FRAGMENT DO PRZECZYTANIA
· · · · ·

Wady budowy, ocena eksterieru

Dziękuje za komentarz.
Farifelia, Wezyr miał nastawianą miednicę stąd pewnie widzisz nieprawidłowości w biodrze, najwyraźniej pora znów ją 'pyknąć' 😉 wtedy nie zdążyliśmy nabudować na tyle mięśni żeby utrzymały efekt nastawiania a koń z tych nie pracujących.
halo, mała partia zadu ale taka do zbudowania czy zawsze będzie mniejsza?
MoniaaA, każdy zad może być większy 🙂, ale tu, w proporcji do reszty ciała kościec zadu wydaje się wątły, zad (po stawach patrząc) nie będzie dłuższy niż jest.
MoniaaA
Ten zad jest po prostu proporcjonalnie krótki. Patrząc na konia z boku długość zadu ocenia się prowadząc poziomą linię od przez zad na wysokości guza kulszowego
Jakie to może mieć konsekwencje w pracy z koniem?
MoniaaA, potęgi skoku trudno się po nim spodziewać 🙂. Ogólnie może być problem z siłą, bo siła zależy od masy mięśni, a gdy mało miejsca na mięśnie (miejsca przyczepów się nie oddalą) to i całej masy będzie mniej. Współczesne skoczki to już zaczynają tak wyglądać, jakby się z samego zadu składały - no jak kangury 🙂
halo
Ale trzeba dodać, że ten zad nie może przeważać nad resztą ciala, bo taki koń jest bardzo trudny do zrównoważenia 😉
MoniaaA
Przy użytkowaniu rekreacyjnym myślę, że nie będzie problemu, ale dawać się będzie we znaki trudność z podstawianiem zadu na pewno.
armara, pewnie że co harmonijna budowa to harmonijna 🙂 Ostatnio przeczulona jestem w temacie "ile ma zadu" i w TV wypatruję takie koszmarki (w proporcjach), że dech zapiera - tylko patrzeć a będą skakać z 2 na dwie  🙄 - jeszcze ogon trzeba zmodyfikować na sprężynę.
halo, armara, dzięki za komentarze, przydadzą się na pewno jak Ziut zacznie kiedys nareszcie pracować.

· · · · ·

POLECENIA
**1)** Przepisz fragment o budowie konia, zaczynając od słów "Farifelia, Wezyr miał" i kończąc na słowach "dłuższy niż jest.". Zamień przy tym "miednicę" na "łopatkę".
**2)** Wypisz wszystkie nicki uczestników rozmowy, które pojawiają się we fragmencie o budowie konia.

DANE

· · · · ·

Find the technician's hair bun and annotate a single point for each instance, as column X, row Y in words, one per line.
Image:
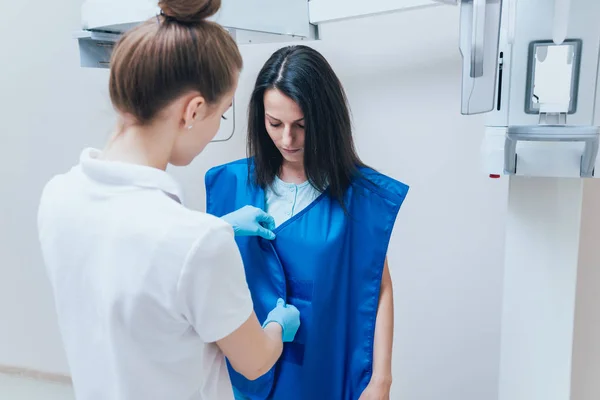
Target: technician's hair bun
column 188, row 11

· · · · ·

ODPOWIEDZI
**1)**
Farifelia, Wezyr miał nastawianą łopatkę stąd pewnie widzisz nieprawidłowości w biodrze, najwyraźniej pora znów ją 'pyknąć' 😉 wtedy nie zdążyliśmy nabudować na tyle mięśni żeby utrzymały efekt nastawiania a koń z tych nie pracujących.
halo, mała partia zadu ale taka do zbudowania czy zawsze będzie mniejsza?
MoniaaA, każdy zad może być większy 🙂, ale tu, w proporcji do reszty ciała kościec zadu wydaje się wątły, zad (po stawach patrząc) nie będzie dłuższy niż jest.

**2)** Farifelia, halo, MoniaaA, armara